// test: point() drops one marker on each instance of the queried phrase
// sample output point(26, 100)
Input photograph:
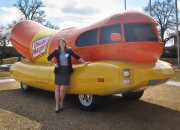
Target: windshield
point(139, 32)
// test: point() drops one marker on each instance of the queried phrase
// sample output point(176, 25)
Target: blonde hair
point(62, 39)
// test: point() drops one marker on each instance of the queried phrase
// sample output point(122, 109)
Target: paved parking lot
point(159, 108)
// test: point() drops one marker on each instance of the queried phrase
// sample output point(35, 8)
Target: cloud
point(81, 11)
point(7, 15)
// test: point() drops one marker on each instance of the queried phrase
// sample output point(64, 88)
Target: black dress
point(63, 73)
point(63, 77)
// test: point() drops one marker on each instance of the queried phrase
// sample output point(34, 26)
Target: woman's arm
point(77, 57)
point(49, 58)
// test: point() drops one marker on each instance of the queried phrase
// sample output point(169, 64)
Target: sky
point(73, 13)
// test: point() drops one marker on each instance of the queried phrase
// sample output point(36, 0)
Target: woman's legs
point(57, 96)
point(62, 93)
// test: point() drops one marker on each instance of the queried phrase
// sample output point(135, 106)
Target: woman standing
point(63, 70)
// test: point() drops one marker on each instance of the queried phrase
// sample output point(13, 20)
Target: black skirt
point(63, 77)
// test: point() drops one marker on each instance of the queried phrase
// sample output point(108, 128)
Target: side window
point(139, 32)
point(106, 33)
point(88, 38)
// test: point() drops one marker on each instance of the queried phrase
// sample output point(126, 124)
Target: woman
point(62, 71)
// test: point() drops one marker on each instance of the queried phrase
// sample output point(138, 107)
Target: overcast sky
point(73, 13)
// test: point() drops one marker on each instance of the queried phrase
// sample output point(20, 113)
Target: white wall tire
point(25, 88)
point(133, 95)
point(88, 102)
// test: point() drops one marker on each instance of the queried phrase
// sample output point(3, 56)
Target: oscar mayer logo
point(39, 47)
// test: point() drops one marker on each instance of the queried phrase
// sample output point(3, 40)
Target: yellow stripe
point(40, 35)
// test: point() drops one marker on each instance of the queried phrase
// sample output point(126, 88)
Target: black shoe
point(56, 111)
point(61, 109)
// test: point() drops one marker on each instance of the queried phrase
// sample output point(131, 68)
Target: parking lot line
point(173, 83)
point(6, 80)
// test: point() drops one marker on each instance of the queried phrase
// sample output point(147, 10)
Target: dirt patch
point(159, 108)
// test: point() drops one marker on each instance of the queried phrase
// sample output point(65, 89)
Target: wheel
point(133, 95)
point(25, 88)
point(88, 102)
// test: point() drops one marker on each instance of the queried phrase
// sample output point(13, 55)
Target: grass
point(11, 60)
point(177, 76)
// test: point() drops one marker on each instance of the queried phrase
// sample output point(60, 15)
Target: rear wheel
point(25, 88)
point(133, 95)
point(88, 102)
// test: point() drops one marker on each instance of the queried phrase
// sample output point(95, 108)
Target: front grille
point(156, 82)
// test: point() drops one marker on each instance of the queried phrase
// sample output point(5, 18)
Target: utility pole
point(125, 4)
point(177, 33)
point(150, 6)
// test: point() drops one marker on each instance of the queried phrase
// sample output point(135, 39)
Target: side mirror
point(115, 37)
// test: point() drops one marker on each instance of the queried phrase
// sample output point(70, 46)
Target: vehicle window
point(88, 38)
point(139, 32)
point(106, 33)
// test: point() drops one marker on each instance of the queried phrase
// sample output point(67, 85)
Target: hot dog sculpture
point(123, 49)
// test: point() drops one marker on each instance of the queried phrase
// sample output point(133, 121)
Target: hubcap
point(85, 100)
point(24, 86)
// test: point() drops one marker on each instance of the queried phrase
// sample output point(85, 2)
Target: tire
point(25, 88)
point(133, 95)
point(88, 102)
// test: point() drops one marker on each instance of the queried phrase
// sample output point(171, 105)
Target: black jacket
point(56, 53)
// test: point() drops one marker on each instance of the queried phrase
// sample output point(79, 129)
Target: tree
point(164, 13)
point(4, 40)
point(32, 10)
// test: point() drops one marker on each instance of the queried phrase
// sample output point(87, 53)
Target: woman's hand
point(52, 63)
point(86, 63)
point(56, 65)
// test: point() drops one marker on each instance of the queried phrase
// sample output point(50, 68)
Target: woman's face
point(62, 44)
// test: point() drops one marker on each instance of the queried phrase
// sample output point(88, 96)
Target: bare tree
point(32, 10)
point(164, 13)
point(4, 40)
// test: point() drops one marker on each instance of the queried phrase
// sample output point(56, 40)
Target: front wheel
point(88, 102)
point(25, 88)
point(133, 95)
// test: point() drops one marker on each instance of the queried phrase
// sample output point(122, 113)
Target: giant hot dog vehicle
point(123, 50)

■ Given problem: Return each line from the material above exactly, but not the pictures.

■ Solved problem:
// test: point() drops one marker on each instance of the queried phrase
// sample output point(26, 100)
Input photograph:
Target: windshield
point(139, 32)
// test: point() drops one marker on each instance of the queried phrase
// sample output point(176, 25)
Target: blonde hair
point(62, 39)
// test: point() drops one marker on each instance of the queried phrase
// sample output point(122, 109)
Target: paved parking lot
point(159, 108)
// test: point() drops one marker on each instance of the queried phrase
// sample output point(35, 8)
Target: cloud
point(81, 11)
point(7, 15)
// test: point() drops one marker on each instance of the queried phrase
// sample output point(64, 88)
Target: black dress
point(63, 73)
point(63, 77)
// test: point() drops one marker on each instance of the queried phrase
// sample output point(34, 26)
Target: woman's arm
point(77, 57)
point(49, 58)
// test: point() drops one marker on each instance of the queried phrase
// sample output point(169, 64)
Target: sky
point(73, 13)
// test: point() drops one marker on each instance of the queried phrase
// sample output point(36, 0)
Target: woman's legs
point(57, 96)
point(62, 93)
// test: point() drops one marker on each instance of the queried phrase
// sample output point(135, 106)
Target: woman standing
point(63, 70)
// test: point() drops one marker on each instance of the queried phrase
// sample output point(13, 20)
Target: black skirt
point(63, 77)
// test: point() drops one marker on each instance of the queried phrase
// sample output point(108, 128)
Target: side window
point(139, 32)
point(106, 33)
point(88, 38)
// test: point() drops one marker on each instance of the queried phrase
// sample output point(126, 124)
Target: woman
point(62, 71)
// test: point() drops one marker on each instance of the queried phrase
// sample output point(138, 107)
Target: overcast sky
point(73, 13)
// test: point() drops one marker on each instance of the queried phrase
// sample output point(20, 113)
Target: white wall tire
point(25, 88)
point(133, 95)
point(88, 102)
// test: point() drops one marker on each instance of the queried phrase
// sample output point(3, 56)
Target: oscar mayer logo
point(39, 47)
// test: point() drops one marker on each instance of the queried phrase
// sample output point(3, 40)
Target: yellow stripe
point(40, 35)
// test: point() drops one marker on each instance of the queried phrase
// sample output point(126, 88)
Target: black shoe
point(56, 111)
point(61, 109)
// test: point() drops one marker on each instance of the queried phrase
// sample output point(131, 68)
Target: parking lot line
point(173, 83)
point(6, 80)
// test: point() drops one marker on each instance of the queried phrase
// sample output point(147, 10)
Target: dirt patch
point(159, 108)
// test: point() drops one marker on each instance of the queried phrase
// sample output point(65, 89)
Target: wheel
point(133, 95)
point(25, 88)
point(88, 102)
// test: point() drops one marker on each instance of the queried phrase
// sample output point(13, 55)
Target: grass
point(11, 60)
point(177, 76)
// test: point() drops one marker on each instance of the queried phrase
// sample output point(60, 15)
Target: rear wheel
point(25, 88)
point(133, 95)
point(88, 102)
// test: point() drops one marker on each instance of the queried phrase
// sample output point(95, 108)
Target: front grille
point(156, 82)
// test: point() drops one marker on each instance of the queried phrase
// sample output point(5, 18)
Target: utility pole
point(125, 4)
point(177, 33)
point(150, 6)
// test: point() drops one marker on each instance of the queried phrase
// sample output point(135, 39)
Target: side mirror
point(115, 37)
// test: point() drops one marker on each instance of the queried phrase
// sample output point(70, 46)
Target: vehicle window
point(88, 38)
point(139, 32)
point(106, 33)
// test: point() drops one marker on each instance of the queried phrase
// sample output point(67, 85)
Target: hot dog sculpture
point(123, 49)
// test: point() drops one marker on each instance of the queried phrase
// sample output point(133, 121)
Target: hubcap
point(85, 100)
point(24, 86)
// test: point() drops one marker on each instance of the queried phrase
// sample output point(85, 2)
Target: tire
point(25, 88)
point(133, 95)
point(88, 102)
// test: point() drops one marker on each instance of the queried phrase
// sample output point(171, 105)
Target: black jacket
point(56, 53)
// test: point() drops one marker on each instance of the queried phrase
// sample output point(79, 129)
Target: tree
point(164, 13)
point(4, 40)
point(32, 10)
// test: point() drops one marker on each instance of the queried phrase
// sample output point(87, 53)
Target: woman's hand
point(52, 63)
point(86, 63)
point(56, 65)
// test: point() drops one marker on each instance of the queried phrase
// sample output point(50, 68)
Target: woman's face
point(62, 44)
// test: point() drops one marker on each instance of the queried phrase
// sample output point(88, 96)
Target: bare tree
point(32, 10)
point(164, 13)
point(4, 40)
// test: point() drops one marker on each instance of the queried phrase
// sample output point(56, 40)
Target: front wheel
point(88, 102)
point(25, 88)
point(133, 95)
// test: point() drops one marker on each instance of the queried phrase
// sample output point(122, 113)
Target: giant hot dog vehicle
point(123, 50)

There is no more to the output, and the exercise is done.